> _Extrait_
Intervention de Monique Lubin

Réunion du 2 mars 2023 à 14h30
Loi de financement rectificative de la sécurité sociale pour 2023 — Discussion générale suite

Photo de Monique LubinMonique Lubin :

Monsieur le président, messieurs les ministres, mes chers collègues, il est difficile d’ouvrir ce débat sans évoquer en préambule un élément structurant de cette réforme : la méthode choisie pour la construire et l’imposer. Elle trahit certainement, messieurs les ministres, vos convictions profondes, ainsi que vos objectifs et vos priorités.

Nous n’en avons que trop conscience ; c’est pour cela que votre méthode nous heurte si profondément, au-delà même de la manière dont elle vous a conduit à construire votre projet de réforme des retraites et à en dénaturer l’objet.

Vous n’aurez eu que faire du dialogue social, conviant les syndicats à des réunions, mais ignorant les revendications qu’ils portent au nom des travailleurs.

Vous aurez piétiné le Parlement, choisissant pour cette réforme le véhicule d’un projet de loi de financement rectificative de la sécurité sociale. Il vous ouvre une porte de sortie bien peu respectueuse du débat démocratique : un énième 49.3…

Avec le choix d’activer l’article 47-1 de la Constitution, vous aurez achevé de faire la démonstration au pays entier de votre volonté d’enfermer les parlementaires dans une nasse et de les rendre inaudibles.

La très mauvaise qualité de l’étude d’impact accompagnant le présent texte, signalée par le président du Haut Conseil des finances publiques, qui s’est reconnu incapable, avec les maigres éléments que vous lui fournissiez, d’évaluer votre réforme, en témoigne également.

La faute serait pour nous de vous laisser faire !

Par ailleurs, vous portez atteinte à la parole publique, avec des chiffres faux et des éléments de langage sophistiqués destinés à perdre votre auditoire. Cela témoigne d’un manque préoccupant de sincérité.

Vous avez illustré cette insincérité avec le psychodrame des 1 200 euros de pension minimale. Il a fallu qu’un économiste, Michaël Zemmour, perce le barrage de vos éléments de langage, en dévoilant sur une radio publique, à une heure de grande écoute, le biais que vous utilisiez pour affirmer que votre réforme porterait la pension minimale à 1 200 euros.

> _Données fournies_
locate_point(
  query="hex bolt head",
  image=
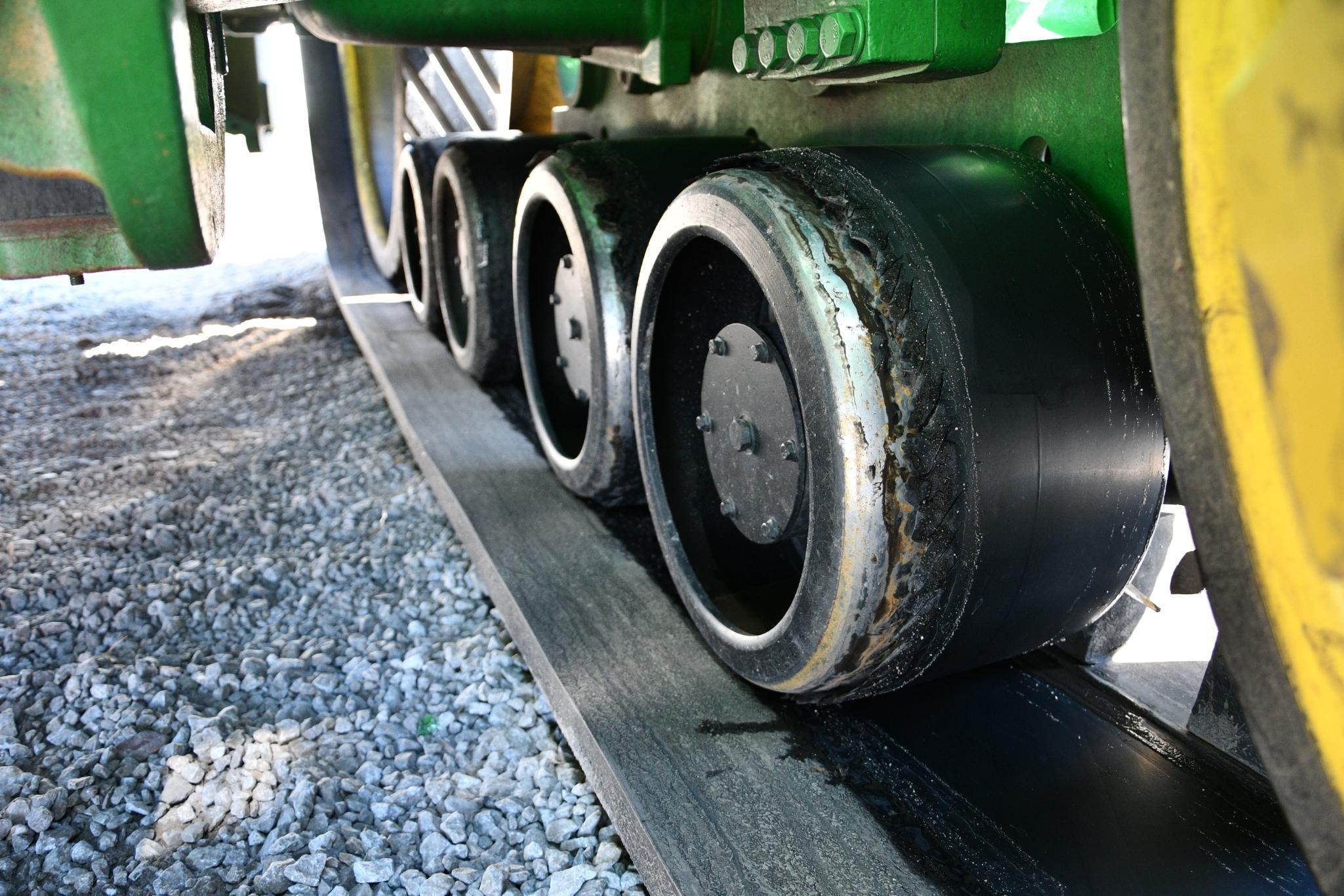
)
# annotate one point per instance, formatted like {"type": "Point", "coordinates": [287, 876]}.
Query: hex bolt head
{"type": "Point", "coordinates": [744, 54]}
{"type": "Point", "coordinates": [743, 434]}
{"type": "Point", "coordinates": [804, 42]}
{"type": "Point", "coordinates": [840, 34]}
{"type": "Point", "coordinates": [773, 49]}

> _Objectif visé_
Reprenez le discours sur la réforme des retraites juste après sa dernière phrase et poursuivez-le dans le même ton.

> _Réponse attendue_
Même ce dévoilement tonitruant ne vous a pas convaincus de cesser les « infox » : il a fallu qu’un député socialiste fasse valoir ses prérogatives de coprésident de la mission d’évaluation et de contrôle des lois de financement de la sécurité sociale de l’Assemblée nationale auprès de la direction de la sécurité sociale pour obtenir les authentiques évaluations chiffrées des effets de cette réforme des retraites.

Nous savons donc maintenant que ce ne sont pas 40 000 personnes qui, chaque année, passeront le cap des 85 % du Smic : au mieux, seuls 20 000 retraités franchiront le seuil des 1 200 euros pourtant annoncé.

Je me permets de vous suggérer de prendre le temps d’un peu de pédagogie auprès du Président de la République, puisqu’il a très explicitement démontré qu’il ne saisissait pas le fonctionnement du minimum contributif…

Si le Président de la République veut cette réforme des retraites, mais qu’il ne la comprend pas, il se trouve que nous, avec les Français, nous la comprenons, mais que nous n’en voulons pas !

En voici quelques raisons, l’exhaustivité étant ici impossible.

Avant toute chose, l’état des lieux de notre système de retraite, sur lequel le Gouvernement appuie sa réforme, n’est pas ce qu’il en dit.

Le rapport du COR de 2022, déjà abondamment cité, montre que notre système de retraite est stabilisé ; il précise même que « les résultats de ce rapport ne valident pas le bien-fondé des discours qui mettent en avant l’idée d’une dynamique non contrôlée des dépenses de retraite ».

Le départ à la retraite des baby-boomers est déjà amorti pour l’essentiel et, si nous devons encore tenir jusqu’à 2035, nous avons déjà fait le plus dur, notamment grâce aux gains de productivité.

Ce qui nous préoccupe avant tout aujourd’hui, c’est que les études prévoient une baisse du niveau de vie relatif des retraités dans les décennies à venir. Si la trajectoire des dépenses ne dérape pas, nous nous trouvons ici face à un problème de recettes qui pourrait se traduire par un déficit compris entre 10 et 13 milliards d’euros d’ici à 2030.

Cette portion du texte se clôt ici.